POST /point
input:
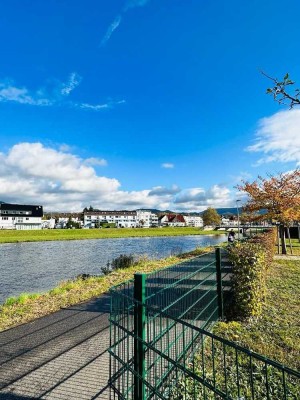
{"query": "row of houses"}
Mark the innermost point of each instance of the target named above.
(16, 216)
(139, 219)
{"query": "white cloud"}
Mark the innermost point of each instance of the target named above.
(96, 161)
(163, 191)
(73, 81)
(135, 3)
(278, 138)
(9, 92)
(35, 174)
(199, 199)
(167, 165)
(116, 22)
(112, 27)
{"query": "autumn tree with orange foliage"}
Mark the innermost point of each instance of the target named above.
(279, 196)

*-*-*

Please set out the lines above as a numbered list, leaving out blank lines and the pictures.

_The completed task_
1. POST /point
2. input:
3. {"query": "row of houses"}
4. Mark the innermost point of each instance of the target named above.
5. (16, 216)
6. (139, 219)
7. {"query": "white cloud"}
8. Mark the innermost point of each instance of the target named above.
9. (96, 161)
10. (163, 191)
11. (73, 81)
12. (135, 3)
13. (278, 138)
14. (9, 92)
15. (35, 174)
16. (199, 199)
17. (167, 165)
18. (116, 22)
19. (112, 27)
20. {"query": "autumn tree with orange foliage"}
21. Mark the innermost point of each instance of the target named above.
22. (279, 196)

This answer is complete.